[Task to carry out] The complete listing should be transcribed precisely.

[Task inputs]
==*==

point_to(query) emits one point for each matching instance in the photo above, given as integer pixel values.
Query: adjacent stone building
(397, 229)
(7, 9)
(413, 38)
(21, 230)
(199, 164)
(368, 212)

==*==

[Expected output]
point_to(query) emits one point for each matching instance in the photo above, given as integer pixel values.
Query: adjacent stone building
(397, 229)
(7, 9)
(413, 38)
(21, 230)
(199, 164)
(368, 212)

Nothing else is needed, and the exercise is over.